■ THE RECORDS:
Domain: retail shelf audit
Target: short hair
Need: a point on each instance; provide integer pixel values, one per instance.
* * *
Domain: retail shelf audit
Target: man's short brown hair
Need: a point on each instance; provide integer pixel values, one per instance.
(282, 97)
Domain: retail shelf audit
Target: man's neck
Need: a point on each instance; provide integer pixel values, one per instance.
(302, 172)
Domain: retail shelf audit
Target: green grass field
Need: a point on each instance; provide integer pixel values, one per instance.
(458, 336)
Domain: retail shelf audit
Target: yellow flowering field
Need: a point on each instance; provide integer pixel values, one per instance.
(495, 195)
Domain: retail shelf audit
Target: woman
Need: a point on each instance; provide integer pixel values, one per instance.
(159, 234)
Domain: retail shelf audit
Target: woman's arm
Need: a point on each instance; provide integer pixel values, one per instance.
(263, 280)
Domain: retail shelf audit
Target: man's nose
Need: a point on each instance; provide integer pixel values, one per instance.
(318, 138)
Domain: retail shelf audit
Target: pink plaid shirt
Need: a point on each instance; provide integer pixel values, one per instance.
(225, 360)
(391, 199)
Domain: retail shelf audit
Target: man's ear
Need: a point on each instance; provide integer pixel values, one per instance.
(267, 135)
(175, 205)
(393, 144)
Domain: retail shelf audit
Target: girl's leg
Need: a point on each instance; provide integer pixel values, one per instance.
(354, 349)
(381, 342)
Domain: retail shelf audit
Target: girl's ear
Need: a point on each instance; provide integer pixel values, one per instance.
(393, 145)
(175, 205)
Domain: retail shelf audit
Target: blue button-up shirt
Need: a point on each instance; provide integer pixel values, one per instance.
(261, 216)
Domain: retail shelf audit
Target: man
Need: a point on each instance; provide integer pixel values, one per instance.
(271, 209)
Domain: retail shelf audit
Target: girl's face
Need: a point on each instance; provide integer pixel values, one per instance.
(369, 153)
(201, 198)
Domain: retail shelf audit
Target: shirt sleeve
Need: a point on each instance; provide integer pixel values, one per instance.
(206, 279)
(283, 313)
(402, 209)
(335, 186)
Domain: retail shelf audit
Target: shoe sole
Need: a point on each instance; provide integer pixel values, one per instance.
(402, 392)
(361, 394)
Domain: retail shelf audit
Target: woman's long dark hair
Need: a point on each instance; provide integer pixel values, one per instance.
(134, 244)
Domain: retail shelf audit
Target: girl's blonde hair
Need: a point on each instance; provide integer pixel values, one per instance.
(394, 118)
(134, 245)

■ TASK DIRECTIONS: Within the material above, find every line containing the word "shirt" and copy it.

■ RESPONSE TO THIS EXERCISE:
Target: pink plaid shirt
Target: blue button-up shirt
Target: shirt sleeve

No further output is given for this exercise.